ARTICLE:
The conflict as Deutsch, Coleman, and Marcus, (2011) assert happens naturally, and in a way, it could help in the growth of Denzel Whitaker who is only 16 years old. One would expect that since the conflict has gotten so destructive to the extent that it’s affecting the entire team, their coach would be involved as a mediator to try and resolve the conflict but none of that happens. Instead, the enmity continues until the two boys learn to work together.

The method that was applied to the conflict resolution tested both sides of the cooperative model of conflict resolution. The theory by Morton Deustch holds that several factors among them being the nature of the dispute and the goals that each party aims at are important in determining the method of conflict resolution that the parties would choose to adopt (Wallensteen, 2015). The theory puts forward two options. The two entail competitive and cooperative stratergy. Cooperative strategy as Wallensteen (2015) holds, would create an atmosphere of trust between the parties to a conflict which eventually result in mutually beneficial options for the two parties. The parties, in this case, decided to cooperate when Denzel Whitaker decided to acknowledge that Nate Parker was his senior and could as well pass for being his teacher. He finally decided to stop struggling for the girl and took good lessons from Nate Parker and finally managed to win a great debate for the team. The end result was a win-win situation for both of them.

DATASET CONTENT:
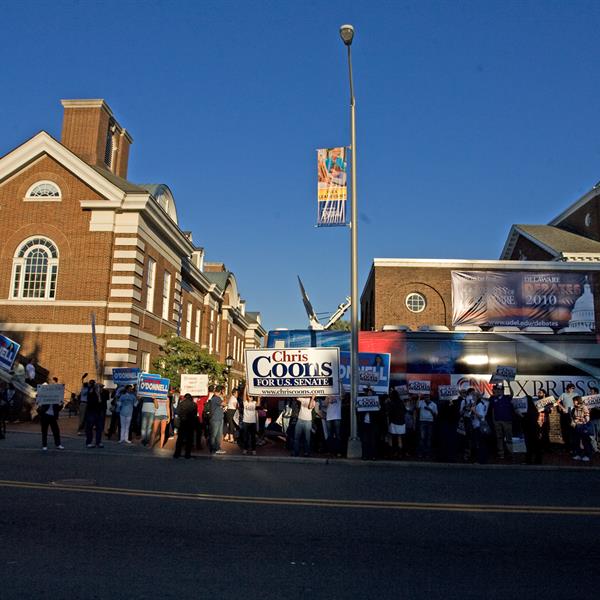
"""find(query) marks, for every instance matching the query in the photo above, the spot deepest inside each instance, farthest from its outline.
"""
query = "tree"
(182, 356)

WHAT THIS TASK INVOLVES: List every author the passage on conflict resolution cites with a publication year, giving the year beside each name.

RESULT OF THE EXERCISE:
- Deutsch (2011)
- Coleman (2011)
- Marcus (2011)
- Wallensteen (2015)